*** Records for the exercise ***

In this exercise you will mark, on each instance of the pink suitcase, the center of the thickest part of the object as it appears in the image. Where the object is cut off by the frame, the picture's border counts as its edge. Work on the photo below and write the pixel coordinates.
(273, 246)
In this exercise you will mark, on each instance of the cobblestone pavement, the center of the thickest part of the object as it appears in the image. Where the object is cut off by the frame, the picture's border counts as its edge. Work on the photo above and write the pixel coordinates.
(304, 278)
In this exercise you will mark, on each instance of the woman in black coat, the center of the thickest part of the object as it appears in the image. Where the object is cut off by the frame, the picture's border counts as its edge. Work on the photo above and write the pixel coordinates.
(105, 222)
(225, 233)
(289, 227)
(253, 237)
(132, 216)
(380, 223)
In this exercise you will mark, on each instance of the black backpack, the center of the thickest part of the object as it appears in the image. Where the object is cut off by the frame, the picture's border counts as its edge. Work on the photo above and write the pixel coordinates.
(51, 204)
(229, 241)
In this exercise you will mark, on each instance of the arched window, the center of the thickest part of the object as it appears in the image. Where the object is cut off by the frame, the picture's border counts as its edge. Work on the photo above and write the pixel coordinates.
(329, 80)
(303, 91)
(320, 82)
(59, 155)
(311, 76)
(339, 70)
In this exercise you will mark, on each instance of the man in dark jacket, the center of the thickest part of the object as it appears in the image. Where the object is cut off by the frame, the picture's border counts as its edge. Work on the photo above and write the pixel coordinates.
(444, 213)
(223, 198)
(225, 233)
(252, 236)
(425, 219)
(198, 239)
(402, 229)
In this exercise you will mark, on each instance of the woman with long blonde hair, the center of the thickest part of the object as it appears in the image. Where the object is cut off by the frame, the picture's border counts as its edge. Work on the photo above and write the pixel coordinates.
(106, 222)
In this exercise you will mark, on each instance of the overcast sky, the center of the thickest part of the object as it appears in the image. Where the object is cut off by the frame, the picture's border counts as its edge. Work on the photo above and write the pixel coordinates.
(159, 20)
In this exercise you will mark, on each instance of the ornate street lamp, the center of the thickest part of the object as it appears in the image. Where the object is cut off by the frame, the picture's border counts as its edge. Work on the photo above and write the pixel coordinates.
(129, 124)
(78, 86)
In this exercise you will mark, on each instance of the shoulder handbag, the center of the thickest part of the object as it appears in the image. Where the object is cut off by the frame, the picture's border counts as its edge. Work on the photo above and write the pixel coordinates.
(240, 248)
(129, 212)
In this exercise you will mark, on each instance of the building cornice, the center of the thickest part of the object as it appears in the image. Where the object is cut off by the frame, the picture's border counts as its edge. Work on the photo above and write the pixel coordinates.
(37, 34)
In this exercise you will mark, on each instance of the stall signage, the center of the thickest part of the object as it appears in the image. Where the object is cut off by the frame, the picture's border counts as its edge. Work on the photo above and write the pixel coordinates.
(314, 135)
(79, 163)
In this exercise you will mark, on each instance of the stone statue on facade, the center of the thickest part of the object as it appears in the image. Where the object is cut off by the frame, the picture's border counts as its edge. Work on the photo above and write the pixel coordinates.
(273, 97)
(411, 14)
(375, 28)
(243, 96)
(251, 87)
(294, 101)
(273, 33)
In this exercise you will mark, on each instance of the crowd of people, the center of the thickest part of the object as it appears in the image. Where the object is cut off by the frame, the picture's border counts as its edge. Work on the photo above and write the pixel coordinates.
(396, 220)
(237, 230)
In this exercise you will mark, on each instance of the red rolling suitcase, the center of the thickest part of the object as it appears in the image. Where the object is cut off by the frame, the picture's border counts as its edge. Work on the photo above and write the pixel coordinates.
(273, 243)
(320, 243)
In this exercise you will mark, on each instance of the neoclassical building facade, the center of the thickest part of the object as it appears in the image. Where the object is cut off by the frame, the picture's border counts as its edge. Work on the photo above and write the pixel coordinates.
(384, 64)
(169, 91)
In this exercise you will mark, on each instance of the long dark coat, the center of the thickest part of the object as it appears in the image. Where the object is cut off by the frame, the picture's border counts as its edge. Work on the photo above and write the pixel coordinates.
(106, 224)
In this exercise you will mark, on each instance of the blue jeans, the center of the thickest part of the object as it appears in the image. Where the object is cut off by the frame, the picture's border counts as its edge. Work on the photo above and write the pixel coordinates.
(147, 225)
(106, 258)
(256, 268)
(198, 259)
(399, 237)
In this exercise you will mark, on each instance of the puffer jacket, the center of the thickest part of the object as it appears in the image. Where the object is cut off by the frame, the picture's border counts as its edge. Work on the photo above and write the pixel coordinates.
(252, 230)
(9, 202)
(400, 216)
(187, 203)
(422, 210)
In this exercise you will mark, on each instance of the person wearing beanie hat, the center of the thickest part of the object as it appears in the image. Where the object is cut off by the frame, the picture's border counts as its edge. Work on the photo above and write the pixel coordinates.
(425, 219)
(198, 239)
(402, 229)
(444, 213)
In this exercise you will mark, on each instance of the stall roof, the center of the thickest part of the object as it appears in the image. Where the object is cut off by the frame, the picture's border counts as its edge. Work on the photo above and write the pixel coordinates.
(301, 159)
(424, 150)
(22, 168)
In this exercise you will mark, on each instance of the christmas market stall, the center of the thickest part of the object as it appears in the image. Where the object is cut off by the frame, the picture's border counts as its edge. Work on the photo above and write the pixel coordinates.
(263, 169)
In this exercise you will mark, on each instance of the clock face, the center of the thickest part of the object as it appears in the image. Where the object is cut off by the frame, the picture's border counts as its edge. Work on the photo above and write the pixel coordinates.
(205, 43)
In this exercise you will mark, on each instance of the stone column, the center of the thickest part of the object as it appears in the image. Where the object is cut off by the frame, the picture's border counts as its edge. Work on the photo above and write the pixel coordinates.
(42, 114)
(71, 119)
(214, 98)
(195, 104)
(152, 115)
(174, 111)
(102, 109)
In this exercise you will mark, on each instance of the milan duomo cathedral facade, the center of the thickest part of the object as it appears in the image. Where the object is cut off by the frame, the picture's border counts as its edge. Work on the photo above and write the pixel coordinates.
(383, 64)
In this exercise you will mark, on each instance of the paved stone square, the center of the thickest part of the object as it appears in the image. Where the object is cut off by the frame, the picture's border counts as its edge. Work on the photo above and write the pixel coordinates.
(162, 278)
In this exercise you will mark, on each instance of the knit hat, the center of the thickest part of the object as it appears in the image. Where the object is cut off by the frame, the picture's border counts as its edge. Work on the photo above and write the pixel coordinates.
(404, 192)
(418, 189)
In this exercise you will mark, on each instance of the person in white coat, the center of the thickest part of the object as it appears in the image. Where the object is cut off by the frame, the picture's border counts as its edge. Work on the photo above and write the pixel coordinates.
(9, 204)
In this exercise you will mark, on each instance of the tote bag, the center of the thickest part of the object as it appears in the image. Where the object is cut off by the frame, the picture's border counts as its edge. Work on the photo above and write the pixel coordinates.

***

* Try it
Word for word, copy out the entries.

* Response to this exercise
In this exercise you will mark, on each instance of the pink suitcase, the center of the thickest part of the object as it appears in the image. Where the object is cut off by the frame, the picture's border counts as its edge. Work on the photo below and write the pixel coordinates.
(273, 246)
In this exercise you will mark, on each instance of the cobblestone pavement, the center of the thickest part of the object as it appears in the image. Where the object is cut off by the frame, the picture's border counts as its edge. Work on the photo above and write the pixel coordinates.
(304, 278)
In this exercise you will mark, on each instance of the woman in black coat, the center of the thickest part of the object as it appears in the image. Where the object is cut off by the frame, the picture's border counts as its edge. Work on the photo above and write the pixel coordinates.
(105, 222)
(225, 233)
(289, 227)
(253, 237)
(132, 216)
(380, 223)
In this exercise you will mark, on each instance of the black backpack, the center of the thickest part of the object as it appears in the image. Where the object is cut off by the frame, the picture's border counts as its edge. Work on the photo above and write the pixel coordinates.
(51, 204)
(229, 241)
In this exercise you will mark, on each instance of the arched window, the center of the thickest part of the object as it appears in the image. Where the object is cut off by the frame, the picture's border counts as its edge. Work on the photo above and write the pixel coordinates.
(329, 80)
(303, 91)
(320, 82)
(59, 155)
(311, 76)
(339, 70)
In this exercise you will mark, on each instance of the man in dark jacket, the center of the thickest part of the object as it appears in the image. Where the object is cut off by the frame, the picture's border counts as its edge. Work on the photo above and write the pixel coordinates.
(444, 213)
(223, 198)
(225, 233)
(252, 236)
(425, 219)
(198, 239)
(402, 229)
In this exercise you will mark, on each instance of the woman with long blonde hair, the center of the thickest part of the object as it appears in the image. Where the object is cut off by the frame, the picture's border counts as its edge. Work on the photo above and write the pixel coordinates.
(106, 222)
In this exercise you will mark, on each instance of the overcast sky, the center of the thickest part of the object as it appears in the image. Where the object is cut off by the frame, the picture's border counts as its edge. Work on the photo above and write the pixel coordinates.
(159, 20)
In this exercise you will mark, on each instance of the ornate street lamp, the center of the thickest part of the object as it appears in the image. Where the object is cut off by the frame, the picture's border counts as its edge. Work on the photo above and write the pixel coordinates.
(129, 124)
(78, 86)
In this exercise you will mark, on each instance of the shoulder handbag, the center of the thickest part of the object as it appears in the image. Where the object is cut off by the frame, the picture's border counts as its edge. Work on the photo above and write the pixel coordinates.
(240, 248)
(129, 212)
In this exercise you will mark, on each instance of the building cornice, the center of the thickest part of the object as it appears in the image. Where the object is cut off by the frame, the picture's border counts as its edge. Work on the photo above and write the pixel coordinates.
(37, 34)
In this exercise you will mark, on each instance of the stall signage, the center of the thickest part of the object as it appears in the image. Where the object is cut off by the frame, the picture's border counts as its edge. Work on the photo above and write the pixel coordinates.
(314, 135)
(79, 163)
In this exercise you will mark, on each instance of the stone statue on facade, the center of the thickest part of the object as it appears in the image. Where the object is cut off by the frame, the picture's border counts as its edge. Work on the photo above and write the pixel coordinates.
(273, 97)
(411, 14)
(375, 28)
(243, 96)
(251, 87)
(294, 101)
(273, 33)
In this exercise you will mark, on each instance of the crowd of people, the center of the thickest part of the object as it appears in the image. Where the object is cut off by the frame, the picture's border counts as its edge. Work on the photo above and write the pixel coordinates.
(396, 220)
(237, 230)
In this exercise you will mark, on each instance of the red rolling suitcase, the center of the thickest part of the object as it appears in the image. Where the object is cut off by the frame, the picture's border counts as its edge. Work on the photo above and write the pixel coordinates.
(273, 243)
(320, 243)
In this exercise you will mark, on each instance of the neoclassical building facade, the center of the thickest part of the object as it appears in the image. Where the object is cut off by the frame, the picture's border counts as its edge. Work on the photo above and write the pixel coordinates.
(384, 64)
(169, 91)
In this exercise you will mark, on each instance of the long dark coat, the center of the thickest part of the object as it appears in the image. Where the object is cut off by the frame, the picture's border counts as its edge. Work on the photo above and write the pixel coordinates.
(106, 224)
In this exercise you will mark, on each instance of the blue jeans, the center of the thickest part of the object as it appears in the image. Where the object is cut off by the frame, the picture's border counts as its edge. Work on the photo above and write the pixel coordinates.
(147, 225)
(106, 258)
(256, 268)
(198, 259)
(399, 237)
In this exercise you will mark, on each instance of the puffer jacket, the center of the thickest part of the object as it appears in the image. Where the object is cut off by the frame, the picture's border counts as its edge. Work on the photo above and write the pixel coordinates.
(252, 230)
(9, 202)
(400, 216)
(187, 203)
(422, 210)
In this exercise you will mark, on each instance of the person wearing beanie hat, the center of the thickest part of the object as it appears in the image. Where the object is cut off by the frame, the picture's border counts as its edge. Work on the photo above and write the pixel coordinates.
(425, 219)
(198, 239)
(402, 229)
(444, 213)
In this exercise you will mark, on each instance of the stall roof, the center of the thickest part of the object as it appears in the image. Where the object is cut off by the frame, the picture's border counts as its edge. Work on the photo above and write the pixel coordinates.
(301, 159)
(424, 150)
(22, 168)
In this exercise you will mark, on each instance of the christmas market stall, the center of the thickest part of the object as it appears in the image. Where the object is cut off by the frame, the picture's border counts as its edge. Work on the photo above and write the pixel coordinates.
(263, 169)
In this exercise you will mark, on each instance of the clock face, the center of the thickest part of the object as it appears in the image. Where the object is cut off by the frame, the picture's border counts as its edge. Work on the photo above and write the pixel coordinates.
(205, 43)
In this exercise you will mark, on each instance of the stone column, the center of the thickest part of the object as it appears in the image. Where the object is cut off by the frame, the picture's border counts as its edge. Work on the photo above and write the pixel coordinates.
(42, 114)
(71, 119)
(214, 98)
(195, 104)
(152, 115)
(174, 111)
(102, 109)
In this exercise you will mark, on each instance of the milan duomo cathedral facade, the center of the thickest part of the object as it appears in the image. Where the object is cut off by the frame, the picture's border counts as its edge. Work on the photo above and write the pixel coordinates.
(383, 64)
In this exercise you will mark, on each instance of the paved stone square, the center of the thickest part of the object as it appears in the image. Where the object is cut off by the frame, the picture's border counts as its edge. Work on the photo above and write the pixel coordinates.
(162, 278)
In this exercise you will mark, on each instance of the knit hat, the center of the thickest part of the object as it appears in the image. Where the object is cut off by the frame, the picture's border counts as its edge. Work on the photo above and write the pixel coordinates.
(404, 192)
(418, 189)
In this exercise you will mark, on each instance of the person in white coat, the center of the thickest part of the object as it appears in the image. Where the object is cut off by the frame, the picture's border counts as its edge. Work on the photo above and write the pixel coordinates.
(9, 204)
In this exercise you will mark, on each instance of the tote bag, the center of the thickest part of the object as it appears in the image. Where the object is cut off by the frame, the picture's border counts as its edge. Work on the photo above and write the pixel coordinates.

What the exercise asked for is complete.